◆ **Required tasks**
1/ In the Flink checkpointing thread, what does Flink assume when no checkpoint is specified?
2/ Reproduce the passage from the Flink checkpointing thread starting at "Re: FLINK Kinesis" and ending at "completely without state).".

— Start Document —

Re: FLINK Kinesis consumer Checkpointing data loss

2021-04-09 Thread Vijayendra Yadav
Thank You it helped.


> On Apr 8, 2021, at 10:53 PM, Arvid Heise  wrote:
> 
> 
> Hi Vijay,
> 
> if you don't specify a checkpoint, then Flink assumes you want to start from 
> scratch (e.g., you had a bug in your business logic and need to start 
> completely without state).
> 
> If there is any failure and Flink restarts automatically, it will always pick 
> up from the latest checkpoint [1].
> 
> [1] 
> https://ci.apache.org/projects/flink/flink-docs-release-1.12/concepts/stateful-stream-processing.html#recovery
> 
>> On Thu, Apr 8, 2021 at 11:08 PM Vijayendra Yadav  
>> wrote:
>> Thanks it was working fine with: bin/flink run  -s 
>> s3://bucketxx-app/flink/checkpoint/iv/f1ef373e27203907d2d568bca31e6556/chk-384/
>>  \
>> 
>>> On Thu, Apr 8, 2021 at 11:42 AM Vijayendra Yadav  
>>> wrote:
>>> Hi Arvid,
>>> 
>>> Thanks for your response. I did not restart from the checkpoint. I assumed 
>>> Flink would look for a checkpoint upon restart automatically. 
>>> 
>>> I should restart like below ?

— End Document —
— Start Stored records —

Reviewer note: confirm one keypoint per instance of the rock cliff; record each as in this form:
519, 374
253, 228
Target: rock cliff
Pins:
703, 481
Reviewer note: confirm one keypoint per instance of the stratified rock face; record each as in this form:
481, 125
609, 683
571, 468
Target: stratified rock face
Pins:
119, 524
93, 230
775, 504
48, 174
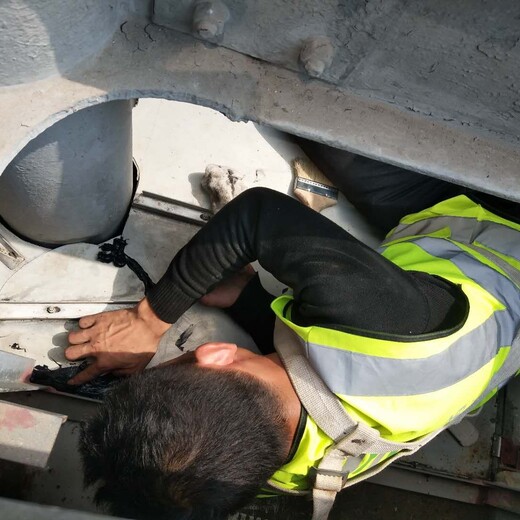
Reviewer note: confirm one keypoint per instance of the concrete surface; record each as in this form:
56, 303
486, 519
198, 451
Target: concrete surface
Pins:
143, 60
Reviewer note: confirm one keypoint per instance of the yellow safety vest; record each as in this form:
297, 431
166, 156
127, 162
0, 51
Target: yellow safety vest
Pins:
408, 387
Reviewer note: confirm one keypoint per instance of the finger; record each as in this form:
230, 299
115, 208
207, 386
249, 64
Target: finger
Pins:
88, 321
86, 375
79, 351
77, 337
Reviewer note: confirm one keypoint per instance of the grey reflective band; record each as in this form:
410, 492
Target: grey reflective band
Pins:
351, 373
500, 286
355, 374
499, 237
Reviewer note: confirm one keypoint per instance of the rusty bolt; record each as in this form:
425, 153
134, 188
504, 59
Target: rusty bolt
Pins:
209, 19
316, 55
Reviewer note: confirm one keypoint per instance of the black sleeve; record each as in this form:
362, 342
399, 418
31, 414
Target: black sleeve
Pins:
336, 280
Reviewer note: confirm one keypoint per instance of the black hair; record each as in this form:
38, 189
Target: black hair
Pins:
184, 442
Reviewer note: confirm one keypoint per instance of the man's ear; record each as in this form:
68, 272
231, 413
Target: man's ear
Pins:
216, 354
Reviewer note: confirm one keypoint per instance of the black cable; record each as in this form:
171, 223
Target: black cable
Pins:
114, 253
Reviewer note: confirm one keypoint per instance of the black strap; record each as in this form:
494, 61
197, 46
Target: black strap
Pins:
115, 253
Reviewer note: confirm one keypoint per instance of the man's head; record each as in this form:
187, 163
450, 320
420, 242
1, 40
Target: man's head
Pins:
193, 439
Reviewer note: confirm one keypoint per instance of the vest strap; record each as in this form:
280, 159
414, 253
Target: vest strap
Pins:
351, 438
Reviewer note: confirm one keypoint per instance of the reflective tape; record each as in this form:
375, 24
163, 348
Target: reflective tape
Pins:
498, 237
355, 374
492, 281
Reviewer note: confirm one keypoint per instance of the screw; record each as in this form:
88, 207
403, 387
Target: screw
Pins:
209, 19
316, 55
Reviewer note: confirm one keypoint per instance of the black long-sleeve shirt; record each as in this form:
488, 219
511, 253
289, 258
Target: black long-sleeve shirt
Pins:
337, 281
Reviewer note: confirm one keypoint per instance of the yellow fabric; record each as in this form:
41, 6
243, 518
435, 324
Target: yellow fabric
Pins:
404, 418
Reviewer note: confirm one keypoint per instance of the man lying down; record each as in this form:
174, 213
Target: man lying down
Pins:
368, 357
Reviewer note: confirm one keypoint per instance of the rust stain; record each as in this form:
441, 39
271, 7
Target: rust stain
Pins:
17, 418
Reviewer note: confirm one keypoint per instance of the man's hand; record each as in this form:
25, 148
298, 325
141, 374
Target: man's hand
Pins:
121, 341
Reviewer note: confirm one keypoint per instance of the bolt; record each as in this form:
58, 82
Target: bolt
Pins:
209, 19
316, 55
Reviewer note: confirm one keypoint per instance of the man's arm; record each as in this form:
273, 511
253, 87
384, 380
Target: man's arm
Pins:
336, 280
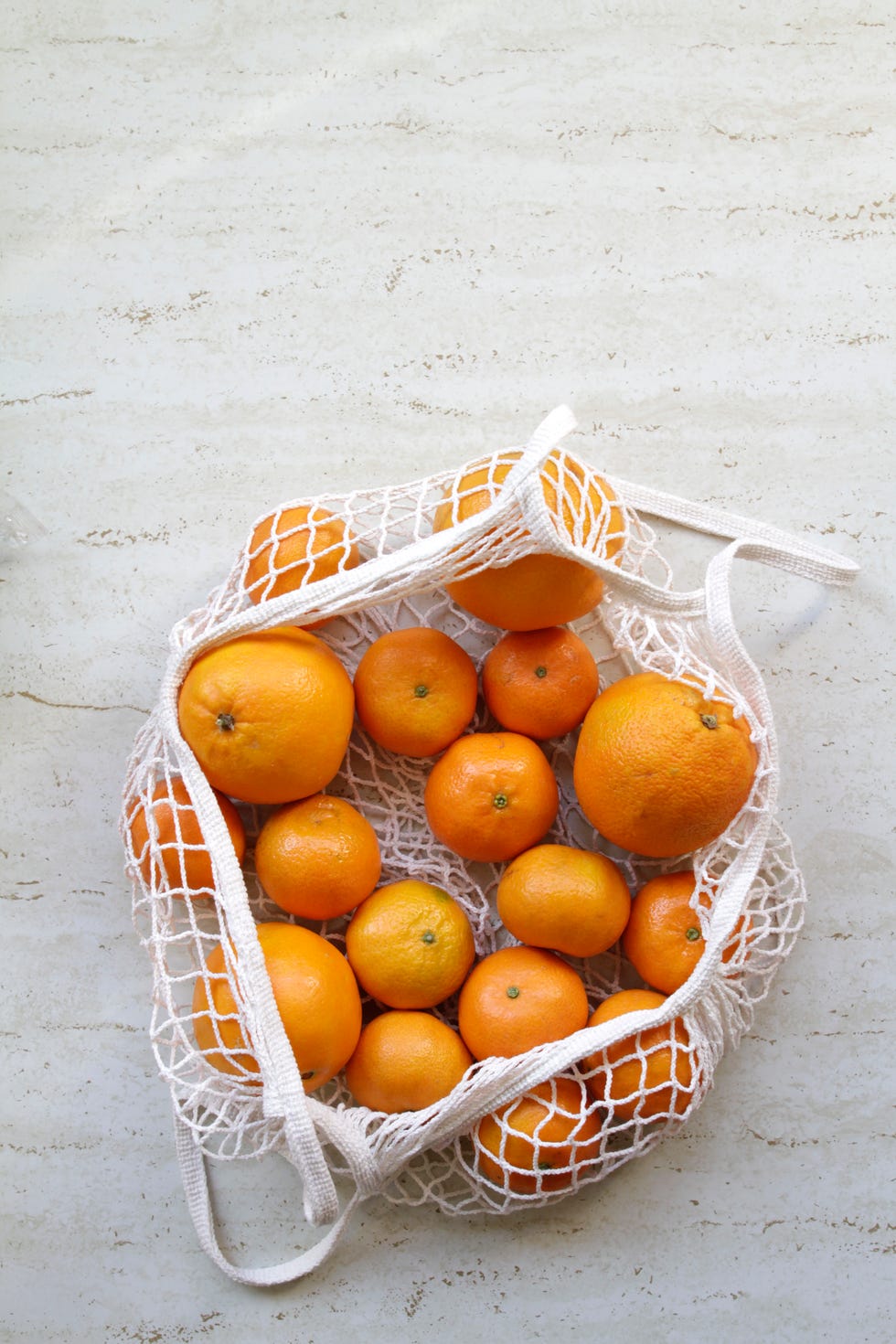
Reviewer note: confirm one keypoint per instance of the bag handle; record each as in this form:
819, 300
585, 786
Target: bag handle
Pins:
195, 1178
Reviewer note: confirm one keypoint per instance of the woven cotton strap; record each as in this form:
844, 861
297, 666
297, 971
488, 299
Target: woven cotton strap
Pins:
195, 1178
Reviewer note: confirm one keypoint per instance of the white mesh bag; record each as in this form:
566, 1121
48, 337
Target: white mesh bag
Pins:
344, 1152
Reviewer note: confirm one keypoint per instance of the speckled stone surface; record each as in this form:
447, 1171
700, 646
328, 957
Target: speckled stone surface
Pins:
252, 251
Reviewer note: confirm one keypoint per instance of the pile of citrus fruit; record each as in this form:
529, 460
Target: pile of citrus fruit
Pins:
660, 771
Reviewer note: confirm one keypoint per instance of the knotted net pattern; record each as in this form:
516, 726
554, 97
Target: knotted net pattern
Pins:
400, 580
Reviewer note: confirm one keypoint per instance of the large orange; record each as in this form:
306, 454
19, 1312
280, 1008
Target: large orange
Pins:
540, 682
660, 769
410, 945
664, 938
520, 997
571, 901
540, 589
406, 1061
317, 858
182, 847
650, 1072
415, 691
491, 795
539, 1141
268, 715
295, 548
316, 997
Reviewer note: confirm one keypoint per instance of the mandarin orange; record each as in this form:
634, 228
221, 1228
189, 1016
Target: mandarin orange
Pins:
518, 997
415, 691
268, 715
540, 682
316, 997
540, 589
406, 1061
410, 945
649, 1074
567, 900
317, 858
491, 795
660, 769
185, 855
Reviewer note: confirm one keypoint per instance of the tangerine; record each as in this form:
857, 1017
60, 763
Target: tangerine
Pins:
540, 682
293, 548
539, 589
406, 1061
536, 1143
415, 691
567, 900
317, 858
268, 715
660, 769
491, 795
316, 997
664, 937
646, 1075
410, 945
520, 997
183, 852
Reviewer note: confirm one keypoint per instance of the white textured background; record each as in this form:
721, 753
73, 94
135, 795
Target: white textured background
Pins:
257, 251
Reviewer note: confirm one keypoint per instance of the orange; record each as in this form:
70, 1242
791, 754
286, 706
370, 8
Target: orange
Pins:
520, 997
661, 1083
406, 1061
660, 769
316, 997
540, 682
185, 857
415, 691
536, 1143
664, 940
491, 795
295, 548
569, 900
410, 945
268, 715
540, 589
317, 858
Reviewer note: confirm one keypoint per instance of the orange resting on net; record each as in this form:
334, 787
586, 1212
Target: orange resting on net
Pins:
415, 691
661, 1083
491, 795
569, 900
540, 589
664, 938
540, 682
520, 997
410, 945
316, 997
660, 769
317, 858
406, 1061
268, 715
294, 548
536, 1143
183, 854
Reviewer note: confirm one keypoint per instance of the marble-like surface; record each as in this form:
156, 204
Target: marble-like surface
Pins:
251, 251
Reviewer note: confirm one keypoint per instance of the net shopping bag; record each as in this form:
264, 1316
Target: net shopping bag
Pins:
749, 875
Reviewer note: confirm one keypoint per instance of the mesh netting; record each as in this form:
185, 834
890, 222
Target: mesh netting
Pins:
386, 557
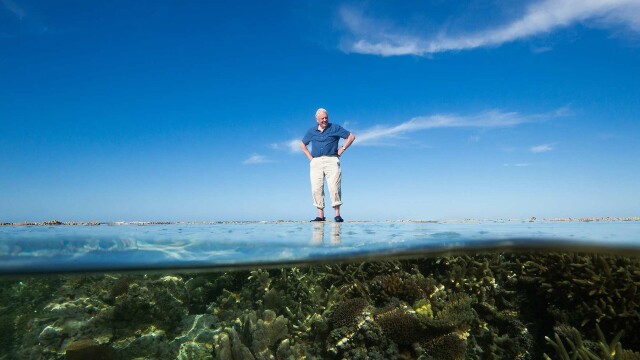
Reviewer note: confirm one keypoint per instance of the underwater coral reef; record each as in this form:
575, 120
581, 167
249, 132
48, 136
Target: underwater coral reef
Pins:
485, 306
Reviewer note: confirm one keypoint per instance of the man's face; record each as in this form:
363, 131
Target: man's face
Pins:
323, 119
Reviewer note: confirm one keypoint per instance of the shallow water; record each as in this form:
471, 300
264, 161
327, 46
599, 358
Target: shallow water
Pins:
36, 249
294, 290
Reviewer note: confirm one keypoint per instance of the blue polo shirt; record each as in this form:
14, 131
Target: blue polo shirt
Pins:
325, 142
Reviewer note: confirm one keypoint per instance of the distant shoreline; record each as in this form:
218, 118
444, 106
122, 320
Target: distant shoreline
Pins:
116, 223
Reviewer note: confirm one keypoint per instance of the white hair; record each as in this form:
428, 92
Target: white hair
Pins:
320, 110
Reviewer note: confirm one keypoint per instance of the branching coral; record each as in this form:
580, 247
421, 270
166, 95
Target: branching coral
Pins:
588, 350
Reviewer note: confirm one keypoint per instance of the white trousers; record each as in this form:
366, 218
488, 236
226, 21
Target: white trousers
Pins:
326, 167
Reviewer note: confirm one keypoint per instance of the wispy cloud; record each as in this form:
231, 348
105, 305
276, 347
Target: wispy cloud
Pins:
541, 148
256, 159
489, 119
292, 145
367, 36
517, 165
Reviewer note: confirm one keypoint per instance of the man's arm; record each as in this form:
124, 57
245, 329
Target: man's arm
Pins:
347, 143
306, 151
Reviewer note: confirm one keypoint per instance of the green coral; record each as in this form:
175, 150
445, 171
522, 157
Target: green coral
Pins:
577, 348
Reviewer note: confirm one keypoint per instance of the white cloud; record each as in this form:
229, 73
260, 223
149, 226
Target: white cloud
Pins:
517, 165
291, 145
368, 36
256, 159
541, 148
489, 119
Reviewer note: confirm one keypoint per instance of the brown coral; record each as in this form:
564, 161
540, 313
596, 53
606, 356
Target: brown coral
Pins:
400, 326
347, 312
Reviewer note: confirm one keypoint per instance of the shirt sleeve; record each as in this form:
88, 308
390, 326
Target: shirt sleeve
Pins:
342, 132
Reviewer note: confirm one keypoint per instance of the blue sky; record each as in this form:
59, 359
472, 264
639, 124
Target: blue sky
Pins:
190, 110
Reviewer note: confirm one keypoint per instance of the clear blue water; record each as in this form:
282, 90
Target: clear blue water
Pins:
114, 247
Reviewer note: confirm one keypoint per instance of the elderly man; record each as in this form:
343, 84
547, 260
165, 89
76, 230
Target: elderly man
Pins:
325, 161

— End Stored records —

◆ **Responses for each task**
1/ It assumes you want to start from scratch, without state.

2/
Re: FLINK Kinesis consumer Checkpointing data loss

2021-04-09 Thread Vijayendra Yadav
Thank You it helped.


> On Apr 8, 2021, at 10:53 PM, Arvid Heise  wrote:
> 
> 
> Hi Vijay,
> 
> if you don't specify a checkpoint, then Flink assumes you want to start from 
> scratch (e.g., you had a bug in your business logic and need to start 
> completely without state).